Archive

Archive for February, 2010

Polish Pączki Day on Fat Thursday

February 18, 2010 3 comments

I’ve never celebrated it, but apparently there is a Polish tradition called Pączki Day (pronounced POONCH-key) that is celebrated on Fat Thursday (the Thursday before Lent … which would have been last Thursday).  In the spirit of Fat Tuesday, people eat a lot of pączki before Lent begins on Ash Wednesday.

A pączek (singular) is a deep-fried piece of dough shaped into a flattened sphere and filled with confiture or other sweet filling. Pączki are usually covered with powdered sugar, icing or bits of dried orange zest. Although they look like  jelly doughnuts, pączki are made from especially rich dough containing eggs, fats, sugar and sometimes milk. They feature a variety of fruit and creme fillings and can be glazed, or covered with granulated or powdered sugar. Powidła (stewed plum jam) and wild rose hip jam are traditional fillings, but many others are used as well, including strawberry, Bavarian cream, blueberry, custard, raspberry and apple.

Pączki have been known in Poland at least since the Middle Ages. Jędrzej Kitowicz has described that during the reign of August III, under the influence of French cooks who came to Poland, pączki dough was improved, so that pączki became lighter, spongier, and more resilient.

Many Polish Americans celebrate Pączki Day on Fat Tuesday (the day before Ash Wednesday). Traditionally, the reason for making pączki was to use up all the lard, sugar, eggs and fruit in the house, because they were forbidden to be consumed due to Catholic fasting practices during Lent.

A great news report on Pączki Day in Hamtramck, MI.

In the large Polish community of Chicago, and other large cities across the Midwest, Pączki Day is celebrated annually by immigrants and locals alike. In Buffalo, Toledo, Cleveland, Detroit, Grand Rapids, Milwaukee, South Bend, and Windsor, Pączki Day is more commonly celebrated on Fat Tuesday instead of Fat Thursday. Chicago celebrates the festival on both Fat Thursday and Fat Tuesday, due to its sizable Polish population.

In Hamtramck, Michigan, an enclave of Detroit, there is an annual Pączki Day (Shrove Tuesday) Parade, which has gained a devoted following. In the greater Cleveland, Ohio area, it it wide spread through out the region, that many bakeries have people that will wait in lines for pączki on Pączki Day. The Pączki Day celebrations in some areas are even larger than many celebrations for St. Patrick’s Day.
----------
• _WRITTEN PROBLEM 1_
Please rewrite the listing from the line that contains "If you could segment every instance of the locomotive" through the end of the listing, swapping "representative" for "typical" and leaving everything else untouched.
• _WRITTEN PROBLEM 2_
Write the next part of the post on Pączki Day, picking up after its last sentence.
The text and the listing come from separate sources.
----------
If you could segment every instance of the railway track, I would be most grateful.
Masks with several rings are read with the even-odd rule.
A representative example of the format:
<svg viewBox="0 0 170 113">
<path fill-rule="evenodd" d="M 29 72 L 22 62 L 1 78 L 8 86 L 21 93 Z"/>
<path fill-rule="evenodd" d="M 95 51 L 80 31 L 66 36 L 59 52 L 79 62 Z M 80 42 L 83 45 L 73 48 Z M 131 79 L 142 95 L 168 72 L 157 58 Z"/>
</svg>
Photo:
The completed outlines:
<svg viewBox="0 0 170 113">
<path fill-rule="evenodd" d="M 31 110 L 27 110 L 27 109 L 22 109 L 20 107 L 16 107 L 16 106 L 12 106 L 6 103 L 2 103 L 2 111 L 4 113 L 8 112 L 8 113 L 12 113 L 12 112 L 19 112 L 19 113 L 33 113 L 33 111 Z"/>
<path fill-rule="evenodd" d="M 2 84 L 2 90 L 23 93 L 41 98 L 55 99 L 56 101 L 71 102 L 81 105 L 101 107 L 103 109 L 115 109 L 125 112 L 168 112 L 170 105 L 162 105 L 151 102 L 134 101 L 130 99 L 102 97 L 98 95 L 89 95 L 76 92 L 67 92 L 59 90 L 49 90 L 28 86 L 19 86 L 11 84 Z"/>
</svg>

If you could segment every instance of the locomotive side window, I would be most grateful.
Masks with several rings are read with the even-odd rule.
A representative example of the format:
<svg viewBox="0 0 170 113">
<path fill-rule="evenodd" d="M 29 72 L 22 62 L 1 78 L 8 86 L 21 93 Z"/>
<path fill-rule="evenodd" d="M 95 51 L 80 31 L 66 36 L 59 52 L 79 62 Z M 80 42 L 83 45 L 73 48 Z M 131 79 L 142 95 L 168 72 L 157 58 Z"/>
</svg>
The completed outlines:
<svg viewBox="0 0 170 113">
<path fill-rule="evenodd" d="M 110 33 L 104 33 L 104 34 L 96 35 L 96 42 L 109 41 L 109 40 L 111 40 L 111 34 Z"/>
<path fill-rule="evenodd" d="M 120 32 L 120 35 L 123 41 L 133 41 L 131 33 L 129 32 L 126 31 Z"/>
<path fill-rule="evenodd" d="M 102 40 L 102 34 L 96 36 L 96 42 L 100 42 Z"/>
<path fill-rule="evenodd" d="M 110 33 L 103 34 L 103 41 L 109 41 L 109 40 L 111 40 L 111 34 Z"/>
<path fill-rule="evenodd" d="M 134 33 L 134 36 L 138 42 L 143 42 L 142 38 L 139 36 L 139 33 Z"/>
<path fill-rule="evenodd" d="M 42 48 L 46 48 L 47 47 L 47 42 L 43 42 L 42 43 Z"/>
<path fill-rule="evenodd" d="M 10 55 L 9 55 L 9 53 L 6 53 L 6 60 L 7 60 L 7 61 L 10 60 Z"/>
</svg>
----------
• _FINAL RESULT 1_
If you could segment every instance of the locomotive side window, I would be most grateful.
Masks with several rings are read with the even-odd rule.
A typical example of the format:
<svg viewBox="0 0 170 113">
<path fill-rule="evenodd" d="M 29 72 L 22 62 L 1 78 L 8 86 L 21 93 Z"/>
<path fill-rule="evenodd" d="M 95 51 L 80 31 L 66 36 L 59 52 L 79 62 Z M 80 42 L 83 45 L 73 48 Z M 131 79 L 142 95 L 168 72 L 157 58 Z"/>
</svg>
The completed outlines:
<svg viewBox="0 0 170 113">
<path fill-rule="evenodd" d="M 110 33 L 104 33 L 104 34 L 96 35 L 96 42 L 109 41 L 109 40 L 111 40 L 111 34 Z"/>
<path fill-rule="evenodd" d="M 120 32 L 120 35 L 123 41 L 133 41 L 131 33 L 129 32 L 126 31 Z"/>
<path fill-rule="evenodd" d="M 102 40 L 102 34 L 96 36 L 96 42 L 100 42 Z"/>
<path fill-rule="evenodd" d="M 110 33 L 103 34 L 103 41 L 109 41 L 109 40 L 111 40 L 111 34 Z"/>
<path fill-rule="evenodd" d="M 134 33 L 134 36 L 138 42 L 143 42 L 142 38 L 139 36 L 139 33 Z"/>
<path fill-rule="evenodd" d="M 42 48 L 46 48 L 47 47 L 47 42 L 43 42 L 42 43 Z"/>
<path fill-rule="evenodd" d="M 10 55 L 9 55 L 9 53 L 6 53 L 6 60 L 7 60 L 7 61 L 10 60 Z"/>
</svg>

• _FINAL RESULT 2_
[A “more Polish” perspective with a nice photo blog.]

I wish I knew this a couple days ago … I would have bought donuts.

Ash Wednesday POLL … take it!

February 17, 2010 Leave a comment

I know today is Ash Wednesday, the beginning of 40 days of penitence and reflection, called Lent, to cleanse our soul by making atonement for the wrong things we have done and growing our relationship with our Heavenly Father.

Since I’ve been in seminary the last 2 Ash Wednesday, I’m a little ignorant when I ask this, but … “Why are there so many people at Mass today?!?” Standing room only at the 6pm Mass I went to. Some churches even have 3 to 4+ different Mass times throughout the day.

Don’t get me wrong … it’s awesome to witness, but today isn’t even a holiday day of obligation. Why do so many Catholics feel the need to “get the ashes” today … what draws them today. Today, I even got a record number of 578 hits on this blog, with keywords like lent, fast, ashes, abstinence, & penance.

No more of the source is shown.